> WRITTEN INSTRUCTION
List every line in the records that contains the string "dark", copying each line in full.

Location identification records
++++++++++++++++++++
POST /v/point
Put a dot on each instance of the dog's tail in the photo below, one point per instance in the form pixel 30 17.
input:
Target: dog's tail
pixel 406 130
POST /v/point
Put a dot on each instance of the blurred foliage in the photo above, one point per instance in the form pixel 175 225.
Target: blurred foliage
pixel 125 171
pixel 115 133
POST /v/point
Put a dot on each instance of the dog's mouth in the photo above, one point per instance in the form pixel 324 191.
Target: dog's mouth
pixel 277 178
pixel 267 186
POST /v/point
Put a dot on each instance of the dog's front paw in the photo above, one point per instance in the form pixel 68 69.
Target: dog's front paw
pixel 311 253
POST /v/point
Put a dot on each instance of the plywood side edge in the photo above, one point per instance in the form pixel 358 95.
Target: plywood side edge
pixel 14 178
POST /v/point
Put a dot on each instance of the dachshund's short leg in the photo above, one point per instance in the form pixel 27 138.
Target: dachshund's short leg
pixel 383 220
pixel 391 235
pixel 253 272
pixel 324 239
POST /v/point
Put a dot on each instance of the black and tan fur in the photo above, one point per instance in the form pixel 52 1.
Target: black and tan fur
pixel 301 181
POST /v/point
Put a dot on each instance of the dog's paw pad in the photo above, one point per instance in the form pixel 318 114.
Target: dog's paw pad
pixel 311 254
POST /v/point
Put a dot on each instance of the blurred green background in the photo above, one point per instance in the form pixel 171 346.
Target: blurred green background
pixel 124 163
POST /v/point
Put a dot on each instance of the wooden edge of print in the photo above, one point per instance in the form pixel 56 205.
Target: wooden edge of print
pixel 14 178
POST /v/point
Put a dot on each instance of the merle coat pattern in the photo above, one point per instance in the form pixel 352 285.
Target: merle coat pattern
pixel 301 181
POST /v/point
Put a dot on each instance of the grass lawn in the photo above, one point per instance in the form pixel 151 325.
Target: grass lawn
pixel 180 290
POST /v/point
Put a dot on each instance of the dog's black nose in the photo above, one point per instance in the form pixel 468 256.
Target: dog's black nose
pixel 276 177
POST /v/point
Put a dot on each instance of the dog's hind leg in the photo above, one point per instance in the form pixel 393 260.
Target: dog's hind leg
++++++++++++++++++++
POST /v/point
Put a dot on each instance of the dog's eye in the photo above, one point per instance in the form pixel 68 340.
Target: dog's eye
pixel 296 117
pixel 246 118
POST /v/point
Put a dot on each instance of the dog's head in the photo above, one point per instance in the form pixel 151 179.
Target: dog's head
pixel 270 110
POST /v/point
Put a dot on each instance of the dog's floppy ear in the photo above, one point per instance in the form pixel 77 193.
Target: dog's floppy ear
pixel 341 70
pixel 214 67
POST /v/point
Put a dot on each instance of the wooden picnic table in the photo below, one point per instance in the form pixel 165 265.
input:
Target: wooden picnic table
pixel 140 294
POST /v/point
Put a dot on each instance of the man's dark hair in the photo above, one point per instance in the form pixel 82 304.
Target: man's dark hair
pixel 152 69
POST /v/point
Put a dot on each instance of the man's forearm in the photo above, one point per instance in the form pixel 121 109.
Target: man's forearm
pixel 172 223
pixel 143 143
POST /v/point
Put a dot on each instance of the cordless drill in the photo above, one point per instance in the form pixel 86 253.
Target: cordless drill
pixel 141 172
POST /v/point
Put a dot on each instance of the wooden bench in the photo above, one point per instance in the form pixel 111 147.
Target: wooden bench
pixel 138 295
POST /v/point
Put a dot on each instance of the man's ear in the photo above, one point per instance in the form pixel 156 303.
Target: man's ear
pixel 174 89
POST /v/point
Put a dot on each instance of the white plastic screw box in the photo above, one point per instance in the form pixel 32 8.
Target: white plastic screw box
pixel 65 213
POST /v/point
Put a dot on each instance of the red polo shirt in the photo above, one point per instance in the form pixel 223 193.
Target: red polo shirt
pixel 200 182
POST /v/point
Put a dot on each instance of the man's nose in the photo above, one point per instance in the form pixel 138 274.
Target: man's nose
++++++++++++++++++++
> SOLVED EXERCISE
Put a dot on each instance of the man's dark hair in the photo above, one point per instance in the form pixel 82 304.
Target: man's dark hair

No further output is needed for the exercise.